* **INFORMATION SUPPLIED**:
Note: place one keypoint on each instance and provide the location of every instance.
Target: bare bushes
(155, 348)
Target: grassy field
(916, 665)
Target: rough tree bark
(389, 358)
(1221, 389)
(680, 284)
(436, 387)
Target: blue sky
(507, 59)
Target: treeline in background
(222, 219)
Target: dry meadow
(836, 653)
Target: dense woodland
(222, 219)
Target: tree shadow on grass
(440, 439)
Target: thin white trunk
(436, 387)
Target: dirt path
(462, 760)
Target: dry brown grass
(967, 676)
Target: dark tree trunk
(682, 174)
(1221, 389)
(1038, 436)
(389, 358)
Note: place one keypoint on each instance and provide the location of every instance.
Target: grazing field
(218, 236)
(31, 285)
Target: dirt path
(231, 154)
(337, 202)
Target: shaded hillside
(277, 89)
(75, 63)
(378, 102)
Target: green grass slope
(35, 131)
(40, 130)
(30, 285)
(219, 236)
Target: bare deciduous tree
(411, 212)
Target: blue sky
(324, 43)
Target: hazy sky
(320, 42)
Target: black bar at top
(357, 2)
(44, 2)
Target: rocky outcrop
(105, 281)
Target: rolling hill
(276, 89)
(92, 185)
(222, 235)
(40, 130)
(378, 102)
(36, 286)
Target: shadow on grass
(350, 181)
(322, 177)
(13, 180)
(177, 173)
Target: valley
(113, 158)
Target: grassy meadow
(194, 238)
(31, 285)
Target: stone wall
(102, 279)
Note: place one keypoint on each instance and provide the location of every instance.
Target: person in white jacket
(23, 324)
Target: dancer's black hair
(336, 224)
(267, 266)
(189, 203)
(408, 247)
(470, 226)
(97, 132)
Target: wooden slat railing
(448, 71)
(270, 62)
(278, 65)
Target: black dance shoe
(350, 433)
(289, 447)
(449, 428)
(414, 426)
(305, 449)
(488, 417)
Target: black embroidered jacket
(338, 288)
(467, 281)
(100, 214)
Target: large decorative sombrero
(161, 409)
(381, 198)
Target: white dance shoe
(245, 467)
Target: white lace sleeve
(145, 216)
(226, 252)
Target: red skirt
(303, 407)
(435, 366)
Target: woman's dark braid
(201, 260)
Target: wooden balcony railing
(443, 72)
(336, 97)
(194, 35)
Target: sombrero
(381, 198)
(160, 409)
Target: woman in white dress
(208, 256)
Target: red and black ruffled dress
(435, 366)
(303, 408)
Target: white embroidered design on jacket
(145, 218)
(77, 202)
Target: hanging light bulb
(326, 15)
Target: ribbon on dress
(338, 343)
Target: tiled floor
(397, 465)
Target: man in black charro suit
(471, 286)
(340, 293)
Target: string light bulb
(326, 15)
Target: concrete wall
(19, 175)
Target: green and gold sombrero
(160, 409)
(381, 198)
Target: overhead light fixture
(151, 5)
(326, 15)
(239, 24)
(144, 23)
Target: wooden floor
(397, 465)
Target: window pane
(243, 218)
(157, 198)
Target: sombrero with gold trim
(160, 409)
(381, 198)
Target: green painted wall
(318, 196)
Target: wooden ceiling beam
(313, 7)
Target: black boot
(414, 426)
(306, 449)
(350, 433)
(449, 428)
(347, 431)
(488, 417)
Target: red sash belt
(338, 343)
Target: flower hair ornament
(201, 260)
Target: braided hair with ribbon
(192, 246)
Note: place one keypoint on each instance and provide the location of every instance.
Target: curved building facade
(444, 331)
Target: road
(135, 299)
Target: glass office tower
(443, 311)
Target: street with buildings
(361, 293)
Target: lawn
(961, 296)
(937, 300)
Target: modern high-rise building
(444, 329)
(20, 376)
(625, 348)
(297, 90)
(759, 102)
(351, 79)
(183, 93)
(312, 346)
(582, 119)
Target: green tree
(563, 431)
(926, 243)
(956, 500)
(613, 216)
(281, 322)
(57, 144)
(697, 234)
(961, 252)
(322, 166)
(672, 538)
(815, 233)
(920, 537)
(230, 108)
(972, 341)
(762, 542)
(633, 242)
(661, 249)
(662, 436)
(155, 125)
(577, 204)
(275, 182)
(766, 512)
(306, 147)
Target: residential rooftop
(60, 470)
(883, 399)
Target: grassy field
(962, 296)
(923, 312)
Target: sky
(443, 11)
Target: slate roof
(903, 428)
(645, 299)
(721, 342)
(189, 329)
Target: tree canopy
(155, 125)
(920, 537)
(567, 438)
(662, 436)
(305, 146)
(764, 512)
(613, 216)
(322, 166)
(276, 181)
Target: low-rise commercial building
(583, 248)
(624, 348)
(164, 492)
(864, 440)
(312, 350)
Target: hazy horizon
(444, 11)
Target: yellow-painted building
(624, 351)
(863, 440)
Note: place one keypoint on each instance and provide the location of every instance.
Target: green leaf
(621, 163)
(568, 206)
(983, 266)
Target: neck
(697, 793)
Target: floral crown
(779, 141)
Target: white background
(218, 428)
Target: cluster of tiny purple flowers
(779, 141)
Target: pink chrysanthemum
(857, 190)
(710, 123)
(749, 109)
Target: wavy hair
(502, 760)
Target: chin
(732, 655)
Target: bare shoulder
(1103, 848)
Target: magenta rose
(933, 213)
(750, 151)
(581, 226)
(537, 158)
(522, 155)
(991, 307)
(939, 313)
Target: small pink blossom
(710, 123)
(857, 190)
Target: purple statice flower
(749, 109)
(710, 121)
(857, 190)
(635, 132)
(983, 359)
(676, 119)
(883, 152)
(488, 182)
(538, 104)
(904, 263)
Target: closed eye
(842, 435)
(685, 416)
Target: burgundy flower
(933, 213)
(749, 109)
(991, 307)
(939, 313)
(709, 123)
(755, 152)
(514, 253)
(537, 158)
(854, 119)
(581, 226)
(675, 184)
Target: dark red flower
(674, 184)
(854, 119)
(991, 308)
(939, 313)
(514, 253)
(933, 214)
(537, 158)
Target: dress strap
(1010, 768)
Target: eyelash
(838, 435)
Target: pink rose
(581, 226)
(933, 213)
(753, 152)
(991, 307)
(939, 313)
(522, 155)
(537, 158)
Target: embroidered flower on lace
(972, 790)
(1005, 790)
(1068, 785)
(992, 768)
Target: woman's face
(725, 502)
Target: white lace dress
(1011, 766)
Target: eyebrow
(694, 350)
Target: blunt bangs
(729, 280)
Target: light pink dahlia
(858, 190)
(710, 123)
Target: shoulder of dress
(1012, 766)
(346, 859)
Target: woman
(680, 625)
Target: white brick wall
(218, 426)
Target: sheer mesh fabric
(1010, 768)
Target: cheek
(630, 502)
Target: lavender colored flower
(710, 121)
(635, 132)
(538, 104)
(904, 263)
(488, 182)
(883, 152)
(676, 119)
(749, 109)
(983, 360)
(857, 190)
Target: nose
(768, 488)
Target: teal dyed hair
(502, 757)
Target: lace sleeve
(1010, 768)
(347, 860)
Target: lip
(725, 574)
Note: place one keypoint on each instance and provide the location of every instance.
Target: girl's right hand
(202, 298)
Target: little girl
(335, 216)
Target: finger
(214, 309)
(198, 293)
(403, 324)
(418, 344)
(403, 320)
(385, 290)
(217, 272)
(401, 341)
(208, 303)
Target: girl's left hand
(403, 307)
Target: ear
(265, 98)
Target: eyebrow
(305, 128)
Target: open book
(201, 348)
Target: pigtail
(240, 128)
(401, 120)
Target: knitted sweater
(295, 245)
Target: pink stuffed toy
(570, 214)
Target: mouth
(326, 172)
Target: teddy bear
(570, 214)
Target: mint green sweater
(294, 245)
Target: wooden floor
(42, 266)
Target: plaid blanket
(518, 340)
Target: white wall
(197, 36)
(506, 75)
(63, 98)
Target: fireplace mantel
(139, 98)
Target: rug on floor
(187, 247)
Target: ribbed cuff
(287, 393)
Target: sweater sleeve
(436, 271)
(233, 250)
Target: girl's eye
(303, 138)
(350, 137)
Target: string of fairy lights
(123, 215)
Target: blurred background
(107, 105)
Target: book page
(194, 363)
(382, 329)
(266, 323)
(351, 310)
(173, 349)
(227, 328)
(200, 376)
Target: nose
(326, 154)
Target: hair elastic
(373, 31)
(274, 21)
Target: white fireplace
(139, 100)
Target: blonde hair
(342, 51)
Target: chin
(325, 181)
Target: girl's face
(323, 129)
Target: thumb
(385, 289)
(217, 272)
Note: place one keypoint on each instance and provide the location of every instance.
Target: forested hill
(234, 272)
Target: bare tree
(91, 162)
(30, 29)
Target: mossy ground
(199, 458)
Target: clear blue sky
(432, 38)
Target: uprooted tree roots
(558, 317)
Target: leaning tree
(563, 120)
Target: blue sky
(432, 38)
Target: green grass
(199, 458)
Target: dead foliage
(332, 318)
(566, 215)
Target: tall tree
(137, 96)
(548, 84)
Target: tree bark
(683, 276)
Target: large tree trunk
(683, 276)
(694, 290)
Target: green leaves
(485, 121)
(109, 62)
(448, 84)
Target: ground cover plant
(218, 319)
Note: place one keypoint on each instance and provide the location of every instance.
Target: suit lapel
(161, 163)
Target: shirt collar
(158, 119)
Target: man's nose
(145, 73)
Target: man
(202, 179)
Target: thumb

* **WHAT IS BEING ASKED**:
In the material above, find the line with "Target: string of fairy lights"; then copy it and every line after it, exactly, through the end.

* **EXPECTED OUTPUT**:
Target: string of fairy lights
(123, 215)
Target: blurred background
(107, 105)
Target: book page
(194, 363)
(382, 329)
(266, 323)
(351, 310)
(173, 349)
(227, 328)
(200, 376)
Target: nose
(326, 154)
Target: hair elastic
(373, 31)
(274, 21)
Target: white fireplace
(139, 100)
Target: blonde hair
(342, 51)
Target: chin
(325, 181)
Target: girl's face
(323, 129)
Target: thumb
(385, 289)
(217, 272)
Note: place one keypoint on each instance and provide the location of every instance.
Target: forested hill
(234, 272)
Target: bare tree
(91, 162)
(30, 29)
Target: mossy ground
(199, 458)
Target: clear blue sky
(432, 38)
Target: uprooted tree roots
(558, 317)
Target: leaning tree
(563, 120)
Target: blue sky
(432, 38)
Target: green grass
(199, 458)
Target: dead foliage
(332, 318)
(566, 215)
Target: tall tree
(137, 96)
(548, 84)
Target: tree bark
(683, 276)
Target: large tree trunk
(683, 276)
(694, 290)
Target: green leaves
(485, 121)
(109, 62)
(448, 84)
Target: ground cover plant
(218, 319)
Note: place one keypoint on each instance and provide the location of every instance.
Target: suit lapel
(161, 163)
Target: shirt collar
(158, 119)
Target: man's nose
(145, 73)
Target: man
(202, 179)
Target: thumb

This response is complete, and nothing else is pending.